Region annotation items
========================
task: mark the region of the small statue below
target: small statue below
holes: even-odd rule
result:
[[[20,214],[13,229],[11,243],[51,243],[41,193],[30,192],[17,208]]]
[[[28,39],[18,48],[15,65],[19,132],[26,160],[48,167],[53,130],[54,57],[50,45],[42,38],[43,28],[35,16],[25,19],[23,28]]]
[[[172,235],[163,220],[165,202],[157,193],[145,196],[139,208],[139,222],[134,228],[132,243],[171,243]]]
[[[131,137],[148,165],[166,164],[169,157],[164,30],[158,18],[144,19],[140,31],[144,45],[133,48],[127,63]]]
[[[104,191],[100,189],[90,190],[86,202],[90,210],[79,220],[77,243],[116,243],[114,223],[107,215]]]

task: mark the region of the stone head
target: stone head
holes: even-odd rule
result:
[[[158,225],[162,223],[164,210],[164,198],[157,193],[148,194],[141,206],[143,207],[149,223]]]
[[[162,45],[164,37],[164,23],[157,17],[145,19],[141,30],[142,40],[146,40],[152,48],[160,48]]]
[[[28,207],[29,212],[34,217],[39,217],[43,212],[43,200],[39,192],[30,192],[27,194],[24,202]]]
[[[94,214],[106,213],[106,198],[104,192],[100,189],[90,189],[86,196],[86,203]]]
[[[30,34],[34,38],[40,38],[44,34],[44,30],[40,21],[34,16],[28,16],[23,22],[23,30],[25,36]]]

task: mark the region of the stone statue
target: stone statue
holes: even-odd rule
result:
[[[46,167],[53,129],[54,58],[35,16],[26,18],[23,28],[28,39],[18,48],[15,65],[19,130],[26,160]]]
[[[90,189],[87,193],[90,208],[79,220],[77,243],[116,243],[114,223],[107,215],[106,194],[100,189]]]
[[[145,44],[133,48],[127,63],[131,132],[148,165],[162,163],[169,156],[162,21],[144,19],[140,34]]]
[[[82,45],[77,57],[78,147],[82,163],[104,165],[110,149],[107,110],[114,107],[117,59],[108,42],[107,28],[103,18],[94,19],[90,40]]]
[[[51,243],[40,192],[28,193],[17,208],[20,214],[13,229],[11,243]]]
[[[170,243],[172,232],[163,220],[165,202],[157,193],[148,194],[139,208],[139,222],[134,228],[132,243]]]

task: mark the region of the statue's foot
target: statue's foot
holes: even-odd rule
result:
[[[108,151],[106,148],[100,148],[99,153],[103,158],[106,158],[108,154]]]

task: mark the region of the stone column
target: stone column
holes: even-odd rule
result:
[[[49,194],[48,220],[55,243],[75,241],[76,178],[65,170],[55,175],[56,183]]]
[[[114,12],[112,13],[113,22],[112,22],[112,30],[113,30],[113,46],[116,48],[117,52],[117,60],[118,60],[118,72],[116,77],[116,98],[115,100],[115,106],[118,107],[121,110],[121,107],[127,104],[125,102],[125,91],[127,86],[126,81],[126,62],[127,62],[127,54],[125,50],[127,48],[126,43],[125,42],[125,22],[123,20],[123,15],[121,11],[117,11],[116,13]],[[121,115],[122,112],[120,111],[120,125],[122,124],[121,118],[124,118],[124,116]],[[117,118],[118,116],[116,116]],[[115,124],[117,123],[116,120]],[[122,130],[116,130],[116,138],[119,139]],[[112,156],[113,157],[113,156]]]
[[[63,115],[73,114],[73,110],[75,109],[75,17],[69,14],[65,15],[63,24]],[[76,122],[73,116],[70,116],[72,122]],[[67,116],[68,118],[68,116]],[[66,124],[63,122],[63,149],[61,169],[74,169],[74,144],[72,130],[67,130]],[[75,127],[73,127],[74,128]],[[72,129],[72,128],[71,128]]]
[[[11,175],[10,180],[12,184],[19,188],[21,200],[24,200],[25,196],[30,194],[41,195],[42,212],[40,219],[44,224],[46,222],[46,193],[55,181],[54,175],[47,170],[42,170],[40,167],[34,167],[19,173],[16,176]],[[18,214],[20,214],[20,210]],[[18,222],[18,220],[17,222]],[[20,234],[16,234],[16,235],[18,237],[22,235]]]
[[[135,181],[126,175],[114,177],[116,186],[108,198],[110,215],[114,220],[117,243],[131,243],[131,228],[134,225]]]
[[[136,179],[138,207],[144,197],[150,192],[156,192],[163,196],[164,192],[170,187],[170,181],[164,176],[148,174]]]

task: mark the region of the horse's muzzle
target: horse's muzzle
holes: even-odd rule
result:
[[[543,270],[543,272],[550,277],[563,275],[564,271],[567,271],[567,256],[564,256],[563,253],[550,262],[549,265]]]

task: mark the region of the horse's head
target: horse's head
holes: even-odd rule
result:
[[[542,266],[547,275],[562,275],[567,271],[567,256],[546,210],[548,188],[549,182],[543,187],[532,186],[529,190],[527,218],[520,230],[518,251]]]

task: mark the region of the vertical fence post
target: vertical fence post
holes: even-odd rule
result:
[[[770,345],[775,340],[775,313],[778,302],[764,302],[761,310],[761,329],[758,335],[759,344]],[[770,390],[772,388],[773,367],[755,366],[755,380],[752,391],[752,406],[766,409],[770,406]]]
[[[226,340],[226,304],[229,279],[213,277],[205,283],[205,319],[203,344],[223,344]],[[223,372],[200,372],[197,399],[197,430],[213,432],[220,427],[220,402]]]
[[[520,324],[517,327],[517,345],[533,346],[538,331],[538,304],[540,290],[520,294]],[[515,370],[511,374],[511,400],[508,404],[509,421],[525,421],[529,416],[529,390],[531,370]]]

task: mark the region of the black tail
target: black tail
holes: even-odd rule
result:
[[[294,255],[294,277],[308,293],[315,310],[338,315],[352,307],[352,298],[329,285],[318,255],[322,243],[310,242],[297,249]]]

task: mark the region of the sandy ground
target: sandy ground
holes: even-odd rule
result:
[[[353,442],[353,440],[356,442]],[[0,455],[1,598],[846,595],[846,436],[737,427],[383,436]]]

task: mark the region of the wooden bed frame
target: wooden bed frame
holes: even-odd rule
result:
========================
Output every line of the data above as a numbered list, omitting blank lines.

1. task: mark the region of the small statue below
2. target: small statue below
3. holes: even-odd rule
4. result:
5. [[[20,214],[13,229],[11,243],[51,243],[41,193],[30,192],[17,208]]]
6. [[[28,39],[18,48],[15,65],[19,132],[26,160],[48,167],[53,130],[54,57],[50,45],[42,38],[43,28],[35,16],[25,19],[23,28]]]
7. [[[172,235],[163,220],[165,202],[157,193],[145,196],[139,208],[139,222],[134,228],[132,243],[171,243]]]
8. [[[131,137],[148,165],[166,164],[169,157],[164,30],[158,18],[144,19],[140,31],[144,45],[133,48],[127,63]]]
9. [[[104,191],[100,189],[90,190],[86,202],[90,210],[79,220],[77,243],[116,243],[114,223],[107,215]]]
10. task: mark the region of the stone head
11. target: stone head
12. holes: even-odd rule
13. result:
14. [[[158,225],[162,223],[164,210],[164,198],[157,193],[148,194],[141,206],[143,207],[149,223]]]
15. [[[162,45],[164,37],[164,23],[157,17],[145,19],[141,30],[142,40],[146,40],[152,48],[160,48]]]
16. [[[28,207],[29,212],[34,217],[39,217],[43,212],[43,200],[39,192],[30,192],[27,194],[24,202]]]
17. [[[94,214],[106,213],[106,198],[104,192],[100,189],[90,189],[86,196],[86,203]]]
18. [[[30,34],[34,38],[40,38],[44,34],[44,30],[40,21],[34,16],[28,16],[23,22],[23,30],[25,36]]]
19. task: mark the region of the stone statue
20. target: stone statue
21. holes: even-odd rule
22. result:
23. [[[46,167],[53,129],[54,58],[35,16],[26,18],[23,28],[28,39],[18,48],[15,65],[19,130],[26,160]]]
24. [[[90,189],[87,193],[90,208],[79,220],[77,243],[116,243],[114,223],[107,215],[106,194],[100,189]]]
25. [[[145,44],[133,48],[127,63],[131,132],[148,165],[162,163],[169,156],[162,21],[144,19],[140,34]]]
26. [[[82,45],[77,57],[78,147],[82,163],[104,165],[110,149],[107,110],[114,107],[117,59],[108,42],[107,28],[103,18],[94,19],[90,40]]]
27. [[[51,243],[40,192],[28,193],[17,208],[20,214],[13,229],[11,243]]]
28. [[[170,243],[172,232],[163,220],[165,202],[157,193],[148,194],[139,208],[139,222],[134,228],[132,243]]]
29. task: mark the region of the statue's foot
30. target: statue's foot
31. holes: even-odd rule
32. result:
33. [[[108,151],[106,148],[100,148],[99,153],[103,158],[106,158],[108,154]]]
34. task: mark the region of the stone column
35. target: stone column
36. holes: even-odd rule
37. result:
38. [[[49,194],[48,220],[55,243],[75,241],[76,178],[65,170],[55,175],[56,183]]]
39. [[[114,12],[112,13],[113,22],[112,22],[112,30],[113,30],[113,46],[116,48],[117,52],[117,60],[118,60],[118,72],[116,77],[116,98],[115,100],[115,106],[118,107],[121,110],[121,107],[127,104],[125,102],[125,91],[127,86],[126,81],[126,62],[127,62],[127,54],[125,50],[127,48],[126,43],[125,42],[125,22],[123,20],[123,15],[121,11],[117,11],[116,13]],[[121,115],[122,112],[120,111],[120,125],[122,124],[121,118],[124,118],[124,116]],[[117,118],[118,116],[116,116]],[[115,124],[117,123],[116,120]],[[122,130],[116,130],[116,138],[119,139]],[[112,156],[113,157],[113,156]]]
40. [[[63,115],[73,114],[73,110],[75,109],[75,17],[69,14],[65,15],[63,24]],[[76,122],[73,116],[70,116],[72,122]],[[67,116],[68,118],[68,116]],[[66,124],[63,122],[63,149],[61,169],[74,169],[74,144],[72,130],[67,130]],[[75,127],[73,127],[74,128]],[[72,129],[72,128],[71,128]]]
41. [[[11,175],[10,180],[12,184],[19,188],[21,200],[24,200],[25,196],[30,194],[41,195],[42,212],[40,219],[44,224],[46,222],[46,193],[55,181],[54,175],[47,170],[42,170],[40,167],[34,167],[19,173],[16,176]],[[18,214],[20,214],[20,210]],[[18,222],[18,220],[17,222]],[[20,234],[16,234],[16,235],[18,237],[22,235]]]
42. [[[135,181],[126,175],[114,177],[116,186],[108,198],[110,215],[114,220],[117,243],[131,243],[131,228],[134,225]]]
43. [[[136,179],[138,207],[144,197],[150,192],[156,192],[163,196],[164,192],[170,187],[170,181],[164,176],[148,174]]]
44. task: mark the region of the horse's muzzle
45. target: horse's muzzle
46. holes: even-odd rule
47. result:
48. [[[543,270],[543,272],[550,277],[563,275],[564,271],[567,271],[567,256],[564,256],[563,253],[550,262],[549,265]]]
49. task: mark the region of the horse's head
50. target: horse's head
51. holes: even-odd rule
52. result:
53. [[[542,266],[547,275],[562,275],[567,271],[567,256],[546,210],[548,188],[549,182],[543,187],[532,186],[529,190],[527,218],[520,230],[518,251]]]
54. task: mark the region of the vertical fence post
55. target: vertical fence post
56. holes: even-odd rule
57. result:
58. [[[770,345],[775,340],[775,313],[778,302],[764,302],[761,310],[761,329],[758,335],[759,344]],[[770,390],[772,388],[773,367],[755,366],[755,380],[752,391],[752,406],[766,409],[770,406]]]
59. [[[226,340],[226,304],[229,279],[213,277],[205,283],[205,319],[203,344],[223,344]],[[223,372],[200,372],[197,399],[197,430],[213,432],[220,427],[220,402]]]
60. [[[520,324],[517,327],[517,345],[533,346],[538,331],[538,304],[540,290],[520,294]],[[515,370],[511,374],[511,400],[508,404],[509,421],[525,421],[529,416],[529,390],[531,370]]]
61. task: mark the region of the black tail
62. target: black tail
63. holes: even-odd rule
64. result:
65. [[[294,255],[294,277],[308,293],[315,310],[338,315],[352,307],[352,298],[329,285],[318,255],[322,243],[310,242],[297,249]]]
66. task: mark the region of the sandy ground
67. target: sandy ground
68. holes: even-odd rule
69. result:
70. [[[353,442],[353,440],[356,442]],[[0,455],[1,598],[846,595],[846,436],[737,427],[383,436]]]
71. task: mark the region of the wooden bed frame
72. target: wooden bed frame
73. holes: even-odd rule
74. result:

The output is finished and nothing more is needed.